### [RECORD EXCERPTS]
▼
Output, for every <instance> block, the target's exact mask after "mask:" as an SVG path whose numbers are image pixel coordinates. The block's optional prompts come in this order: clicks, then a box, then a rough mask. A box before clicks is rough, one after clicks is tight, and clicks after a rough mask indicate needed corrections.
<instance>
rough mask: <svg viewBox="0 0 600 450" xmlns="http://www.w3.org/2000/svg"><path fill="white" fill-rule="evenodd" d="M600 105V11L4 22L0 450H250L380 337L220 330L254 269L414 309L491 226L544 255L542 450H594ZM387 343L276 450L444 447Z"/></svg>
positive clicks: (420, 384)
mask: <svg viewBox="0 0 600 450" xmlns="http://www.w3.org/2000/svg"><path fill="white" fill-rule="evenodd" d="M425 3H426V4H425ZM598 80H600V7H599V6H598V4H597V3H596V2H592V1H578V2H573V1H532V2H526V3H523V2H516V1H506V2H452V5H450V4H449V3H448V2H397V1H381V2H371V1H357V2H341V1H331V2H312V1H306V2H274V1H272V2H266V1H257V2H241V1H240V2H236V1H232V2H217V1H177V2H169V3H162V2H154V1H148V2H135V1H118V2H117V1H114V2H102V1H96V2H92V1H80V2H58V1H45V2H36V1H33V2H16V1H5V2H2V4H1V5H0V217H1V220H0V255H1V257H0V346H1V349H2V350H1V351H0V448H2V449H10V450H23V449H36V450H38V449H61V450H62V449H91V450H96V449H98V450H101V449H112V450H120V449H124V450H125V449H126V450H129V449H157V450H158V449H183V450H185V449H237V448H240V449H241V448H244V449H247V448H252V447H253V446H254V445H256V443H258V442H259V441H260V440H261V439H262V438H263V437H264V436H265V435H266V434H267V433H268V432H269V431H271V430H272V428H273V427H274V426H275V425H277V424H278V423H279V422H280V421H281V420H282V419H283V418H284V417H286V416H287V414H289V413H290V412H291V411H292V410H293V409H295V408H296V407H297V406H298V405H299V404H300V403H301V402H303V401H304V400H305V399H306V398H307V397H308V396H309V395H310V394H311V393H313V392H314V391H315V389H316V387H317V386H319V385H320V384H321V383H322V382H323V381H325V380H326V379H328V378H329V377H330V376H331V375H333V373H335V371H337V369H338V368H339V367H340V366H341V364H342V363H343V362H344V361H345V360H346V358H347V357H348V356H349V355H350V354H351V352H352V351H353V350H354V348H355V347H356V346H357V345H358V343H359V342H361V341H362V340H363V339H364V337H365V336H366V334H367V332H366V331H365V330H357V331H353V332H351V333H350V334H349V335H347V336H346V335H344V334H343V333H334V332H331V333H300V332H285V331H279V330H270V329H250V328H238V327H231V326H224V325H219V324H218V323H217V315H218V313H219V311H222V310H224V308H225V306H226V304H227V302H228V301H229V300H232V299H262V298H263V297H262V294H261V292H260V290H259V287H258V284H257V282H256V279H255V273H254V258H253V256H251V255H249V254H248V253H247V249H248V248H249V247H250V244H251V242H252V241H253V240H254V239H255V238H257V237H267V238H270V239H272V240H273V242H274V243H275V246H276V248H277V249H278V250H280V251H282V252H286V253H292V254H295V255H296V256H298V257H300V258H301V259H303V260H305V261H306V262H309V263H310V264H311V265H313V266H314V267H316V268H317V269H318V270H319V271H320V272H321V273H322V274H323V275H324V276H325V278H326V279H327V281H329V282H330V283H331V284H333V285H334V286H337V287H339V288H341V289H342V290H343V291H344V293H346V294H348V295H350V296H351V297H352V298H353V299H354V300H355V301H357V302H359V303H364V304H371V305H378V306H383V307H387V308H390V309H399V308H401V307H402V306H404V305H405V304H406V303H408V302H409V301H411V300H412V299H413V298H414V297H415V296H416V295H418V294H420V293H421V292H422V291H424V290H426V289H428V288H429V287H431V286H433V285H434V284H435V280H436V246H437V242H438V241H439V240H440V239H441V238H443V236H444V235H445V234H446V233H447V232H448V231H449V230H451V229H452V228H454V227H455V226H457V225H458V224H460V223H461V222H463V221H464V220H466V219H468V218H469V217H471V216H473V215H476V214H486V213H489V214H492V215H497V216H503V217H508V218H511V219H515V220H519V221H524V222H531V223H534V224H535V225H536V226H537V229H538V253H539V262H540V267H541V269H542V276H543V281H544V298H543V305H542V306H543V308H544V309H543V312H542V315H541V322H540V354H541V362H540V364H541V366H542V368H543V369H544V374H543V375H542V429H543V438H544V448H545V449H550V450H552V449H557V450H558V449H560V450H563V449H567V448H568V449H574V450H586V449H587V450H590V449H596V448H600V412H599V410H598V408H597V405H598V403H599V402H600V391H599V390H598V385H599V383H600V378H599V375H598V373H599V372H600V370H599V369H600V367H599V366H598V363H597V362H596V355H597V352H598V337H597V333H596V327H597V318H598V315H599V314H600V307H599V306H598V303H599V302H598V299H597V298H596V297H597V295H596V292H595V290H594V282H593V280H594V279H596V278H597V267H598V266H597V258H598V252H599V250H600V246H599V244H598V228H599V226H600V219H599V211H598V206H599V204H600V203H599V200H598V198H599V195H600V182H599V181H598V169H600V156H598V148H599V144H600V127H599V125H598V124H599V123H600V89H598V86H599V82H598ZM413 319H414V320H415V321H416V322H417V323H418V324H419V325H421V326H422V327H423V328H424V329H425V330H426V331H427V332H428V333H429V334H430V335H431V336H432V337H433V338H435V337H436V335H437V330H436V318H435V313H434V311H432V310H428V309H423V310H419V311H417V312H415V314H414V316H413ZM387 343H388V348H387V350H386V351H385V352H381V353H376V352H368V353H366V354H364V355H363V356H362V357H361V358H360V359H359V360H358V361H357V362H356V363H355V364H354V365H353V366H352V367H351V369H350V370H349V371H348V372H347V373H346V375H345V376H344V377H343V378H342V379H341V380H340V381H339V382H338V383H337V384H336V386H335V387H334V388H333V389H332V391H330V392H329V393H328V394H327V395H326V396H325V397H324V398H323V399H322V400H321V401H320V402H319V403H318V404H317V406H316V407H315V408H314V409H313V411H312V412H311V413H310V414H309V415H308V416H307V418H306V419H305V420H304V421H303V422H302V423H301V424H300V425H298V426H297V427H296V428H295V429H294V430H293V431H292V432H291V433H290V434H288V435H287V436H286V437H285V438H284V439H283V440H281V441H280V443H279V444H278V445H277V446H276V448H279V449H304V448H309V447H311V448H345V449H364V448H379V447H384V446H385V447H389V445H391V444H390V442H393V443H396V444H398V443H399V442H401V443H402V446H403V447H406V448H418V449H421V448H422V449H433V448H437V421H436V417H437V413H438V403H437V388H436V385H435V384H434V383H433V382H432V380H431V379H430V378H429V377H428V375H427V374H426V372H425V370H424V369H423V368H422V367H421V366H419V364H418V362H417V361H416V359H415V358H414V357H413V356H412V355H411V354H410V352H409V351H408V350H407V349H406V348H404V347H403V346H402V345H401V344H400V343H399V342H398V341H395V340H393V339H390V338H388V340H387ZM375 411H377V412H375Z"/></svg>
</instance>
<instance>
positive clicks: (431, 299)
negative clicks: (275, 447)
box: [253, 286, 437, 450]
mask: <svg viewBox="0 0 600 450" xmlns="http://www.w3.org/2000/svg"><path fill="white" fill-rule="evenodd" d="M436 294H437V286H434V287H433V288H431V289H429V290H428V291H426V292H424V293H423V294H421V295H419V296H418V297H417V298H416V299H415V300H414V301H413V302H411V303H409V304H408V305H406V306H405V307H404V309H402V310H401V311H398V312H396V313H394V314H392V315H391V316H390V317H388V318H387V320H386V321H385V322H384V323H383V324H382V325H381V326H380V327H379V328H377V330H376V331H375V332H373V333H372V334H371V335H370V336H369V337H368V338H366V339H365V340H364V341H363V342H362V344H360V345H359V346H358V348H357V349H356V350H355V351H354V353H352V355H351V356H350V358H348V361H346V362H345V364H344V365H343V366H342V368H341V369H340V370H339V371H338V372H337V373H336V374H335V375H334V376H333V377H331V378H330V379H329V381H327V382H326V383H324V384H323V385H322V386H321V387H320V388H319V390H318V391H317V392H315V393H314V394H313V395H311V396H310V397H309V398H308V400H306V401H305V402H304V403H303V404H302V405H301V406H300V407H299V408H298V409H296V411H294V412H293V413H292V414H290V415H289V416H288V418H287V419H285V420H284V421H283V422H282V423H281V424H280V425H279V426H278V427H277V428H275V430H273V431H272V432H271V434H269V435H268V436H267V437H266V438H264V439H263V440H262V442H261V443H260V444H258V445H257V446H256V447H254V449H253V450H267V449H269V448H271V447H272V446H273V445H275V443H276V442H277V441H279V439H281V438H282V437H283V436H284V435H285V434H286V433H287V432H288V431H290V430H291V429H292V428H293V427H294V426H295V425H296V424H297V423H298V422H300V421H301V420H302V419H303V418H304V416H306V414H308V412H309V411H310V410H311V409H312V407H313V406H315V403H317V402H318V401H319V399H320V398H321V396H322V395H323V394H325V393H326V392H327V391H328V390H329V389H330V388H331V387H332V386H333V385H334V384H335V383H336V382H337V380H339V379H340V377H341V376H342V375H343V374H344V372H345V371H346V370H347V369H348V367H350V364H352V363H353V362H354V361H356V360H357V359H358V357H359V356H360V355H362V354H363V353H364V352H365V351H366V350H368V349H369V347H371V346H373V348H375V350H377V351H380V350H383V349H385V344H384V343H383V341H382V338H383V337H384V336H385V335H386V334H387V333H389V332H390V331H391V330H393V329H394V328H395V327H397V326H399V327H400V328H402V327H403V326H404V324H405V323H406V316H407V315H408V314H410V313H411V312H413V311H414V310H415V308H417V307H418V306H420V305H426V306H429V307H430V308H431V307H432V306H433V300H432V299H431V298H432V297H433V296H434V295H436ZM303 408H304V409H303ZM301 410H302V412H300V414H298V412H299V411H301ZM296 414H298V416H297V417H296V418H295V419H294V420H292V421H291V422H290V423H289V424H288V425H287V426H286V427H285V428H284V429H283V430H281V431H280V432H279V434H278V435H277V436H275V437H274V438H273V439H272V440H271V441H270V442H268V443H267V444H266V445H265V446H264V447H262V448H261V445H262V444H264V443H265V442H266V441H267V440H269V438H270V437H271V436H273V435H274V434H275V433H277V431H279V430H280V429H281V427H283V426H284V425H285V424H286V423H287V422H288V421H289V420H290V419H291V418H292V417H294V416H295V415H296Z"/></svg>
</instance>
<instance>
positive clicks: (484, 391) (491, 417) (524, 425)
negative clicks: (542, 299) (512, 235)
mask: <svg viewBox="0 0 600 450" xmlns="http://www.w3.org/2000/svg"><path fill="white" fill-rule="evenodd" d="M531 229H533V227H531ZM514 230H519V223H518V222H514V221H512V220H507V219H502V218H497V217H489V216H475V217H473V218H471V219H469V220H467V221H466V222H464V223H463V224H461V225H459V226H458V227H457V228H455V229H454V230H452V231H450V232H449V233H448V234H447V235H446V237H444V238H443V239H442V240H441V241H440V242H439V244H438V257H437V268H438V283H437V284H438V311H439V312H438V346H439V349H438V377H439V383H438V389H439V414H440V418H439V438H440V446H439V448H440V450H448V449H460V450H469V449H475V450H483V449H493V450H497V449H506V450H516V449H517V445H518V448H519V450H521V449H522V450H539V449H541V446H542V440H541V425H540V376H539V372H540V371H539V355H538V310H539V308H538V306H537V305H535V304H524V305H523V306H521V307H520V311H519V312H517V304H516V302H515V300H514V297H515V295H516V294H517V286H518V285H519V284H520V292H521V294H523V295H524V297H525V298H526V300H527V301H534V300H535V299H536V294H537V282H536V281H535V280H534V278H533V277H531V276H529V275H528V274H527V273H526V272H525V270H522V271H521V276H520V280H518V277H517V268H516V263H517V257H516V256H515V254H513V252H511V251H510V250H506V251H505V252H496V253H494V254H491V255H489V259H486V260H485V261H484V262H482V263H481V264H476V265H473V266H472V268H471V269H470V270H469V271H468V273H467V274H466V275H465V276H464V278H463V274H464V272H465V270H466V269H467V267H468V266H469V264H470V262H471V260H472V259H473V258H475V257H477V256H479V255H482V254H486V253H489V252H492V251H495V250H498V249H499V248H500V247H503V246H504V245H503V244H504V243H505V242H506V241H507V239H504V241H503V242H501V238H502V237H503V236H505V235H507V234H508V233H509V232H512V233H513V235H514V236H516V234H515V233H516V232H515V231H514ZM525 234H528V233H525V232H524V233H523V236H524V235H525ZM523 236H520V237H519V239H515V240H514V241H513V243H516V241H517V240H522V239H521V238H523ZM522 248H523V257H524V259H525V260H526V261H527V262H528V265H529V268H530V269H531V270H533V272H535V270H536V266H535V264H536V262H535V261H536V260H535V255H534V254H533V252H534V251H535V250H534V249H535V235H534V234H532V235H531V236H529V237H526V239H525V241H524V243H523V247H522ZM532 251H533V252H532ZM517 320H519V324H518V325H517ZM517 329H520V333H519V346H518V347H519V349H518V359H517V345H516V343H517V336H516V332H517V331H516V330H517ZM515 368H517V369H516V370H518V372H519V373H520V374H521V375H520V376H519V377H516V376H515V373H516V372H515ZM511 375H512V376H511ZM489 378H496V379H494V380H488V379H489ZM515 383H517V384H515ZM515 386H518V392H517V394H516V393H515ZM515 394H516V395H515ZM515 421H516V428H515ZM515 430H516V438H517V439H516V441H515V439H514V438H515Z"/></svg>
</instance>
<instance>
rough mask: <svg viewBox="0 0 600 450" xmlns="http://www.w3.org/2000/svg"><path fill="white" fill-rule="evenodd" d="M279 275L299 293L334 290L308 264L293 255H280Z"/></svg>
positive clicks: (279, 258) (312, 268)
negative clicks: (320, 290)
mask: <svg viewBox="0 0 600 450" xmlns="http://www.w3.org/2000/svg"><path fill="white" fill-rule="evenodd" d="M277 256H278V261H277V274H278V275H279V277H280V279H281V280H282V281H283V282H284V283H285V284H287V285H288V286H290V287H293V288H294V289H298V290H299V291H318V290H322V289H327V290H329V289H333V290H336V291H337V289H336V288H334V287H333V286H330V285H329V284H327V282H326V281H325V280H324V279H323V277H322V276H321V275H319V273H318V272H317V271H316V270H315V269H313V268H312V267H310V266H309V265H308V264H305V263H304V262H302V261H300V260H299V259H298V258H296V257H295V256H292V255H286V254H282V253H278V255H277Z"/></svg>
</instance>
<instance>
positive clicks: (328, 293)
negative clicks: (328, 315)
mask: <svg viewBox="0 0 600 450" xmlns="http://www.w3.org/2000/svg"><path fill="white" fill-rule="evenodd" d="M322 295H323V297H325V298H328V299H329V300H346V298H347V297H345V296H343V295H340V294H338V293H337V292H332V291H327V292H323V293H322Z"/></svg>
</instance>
▲
### [PROBLEM STATEMENT]
Copy each line of the material where "negative" is found.

### [YOUR RESPONSE]
negative clicks: (275, 447)
negative clicks: (542, 299) (512, 235)
negative clicks: (320, 290)
negative clicks: (328, 315)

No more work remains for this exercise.